**Selected text:**
Saving XML using ETree in Python. It's not retaining namespaces, and adding ns0, ns1 and removing xmlns tags
Asked Answered
S

2

18

I see there are similar questions here, but nothing that has totally helped me. I've also looked at the official documentation on namespaces but can't find anything that is really helping me, perhaps I'm just too new at XML formatting. I understand that perhaps I need to create my own namespace dictionary? Either way, here is my situation:

I am getting a result from an API call, it gives me an XML that is stored as a string in my Python application.

What I'm trying to accomplish is just grab this XML, swap out a tiny value (The b:string value user ConditionValue/Default but that's irrelevant to this question) and then save it as a string to send later on in a Rest POST call.

**Aim of the task:** Say whether each statement agrees with the ETree question, answering yes or no and quoting the deciding words. 1. The XML returned by the API call is kept as a string in the Python application. 2. The official documentation on namespaces was very helpful to the writer. 3. The edited XML will be sent later in a Rest GET call. The items that come next aren't needed for anything here.

**Recorded information:**
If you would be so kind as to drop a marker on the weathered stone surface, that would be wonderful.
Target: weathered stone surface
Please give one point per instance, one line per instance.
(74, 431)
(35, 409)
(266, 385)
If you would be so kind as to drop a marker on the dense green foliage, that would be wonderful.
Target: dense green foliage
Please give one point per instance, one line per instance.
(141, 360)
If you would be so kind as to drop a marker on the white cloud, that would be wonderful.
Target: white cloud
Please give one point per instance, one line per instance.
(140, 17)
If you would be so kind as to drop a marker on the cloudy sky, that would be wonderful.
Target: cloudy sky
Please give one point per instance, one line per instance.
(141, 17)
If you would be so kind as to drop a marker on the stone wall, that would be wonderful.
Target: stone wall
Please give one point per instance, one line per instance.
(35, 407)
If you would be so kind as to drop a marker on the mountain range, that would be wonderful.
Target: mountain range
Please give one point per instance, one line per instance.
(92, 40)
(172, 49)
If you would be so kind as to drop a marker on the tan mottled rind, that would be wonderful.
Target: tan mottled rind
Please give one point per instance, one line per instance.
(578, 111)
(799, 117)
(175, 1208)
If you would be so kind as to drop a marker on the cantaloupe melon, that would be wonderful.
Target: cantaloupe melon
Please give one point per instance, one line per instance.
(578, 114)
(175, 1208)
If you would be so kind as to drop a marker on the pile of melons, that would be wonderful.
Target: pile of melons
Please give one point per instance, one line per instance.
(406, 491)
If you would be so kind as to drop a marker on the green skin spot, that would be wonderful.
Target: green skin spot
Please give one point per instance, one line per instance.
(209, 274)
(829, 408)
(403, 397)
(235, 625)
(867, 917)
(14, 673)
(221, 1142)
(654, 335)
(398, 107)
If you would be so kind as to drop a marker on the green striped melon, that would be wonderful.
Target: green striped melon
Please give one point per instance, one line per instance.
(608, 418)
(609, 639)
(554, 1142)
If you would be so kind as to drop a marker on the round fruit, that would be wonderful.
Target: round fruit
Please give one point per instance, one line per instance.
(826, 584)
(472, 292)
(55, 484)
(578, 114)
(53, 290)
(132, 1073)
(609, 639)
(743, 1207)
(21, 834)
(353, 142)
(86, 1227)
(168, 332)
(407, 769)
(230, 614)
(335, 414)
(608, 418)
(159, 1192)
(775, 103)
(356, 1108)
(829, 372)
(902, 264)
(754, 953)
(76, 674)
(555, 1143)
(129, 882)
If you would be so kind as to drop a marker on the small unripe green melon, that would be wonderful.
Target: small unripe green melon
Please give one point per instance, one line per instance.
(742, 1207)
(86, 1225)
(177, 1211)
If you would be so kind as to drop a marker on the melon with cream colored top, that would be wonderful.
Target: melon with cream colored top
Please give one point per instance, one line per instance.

**Answer to this problem:**
1. Yes: "it gives me an XML that is stored as a string in my Python application."
2. No: "can't find anything that is really helping me"
3. No: "save it as a string to send later on in a Rest POST call."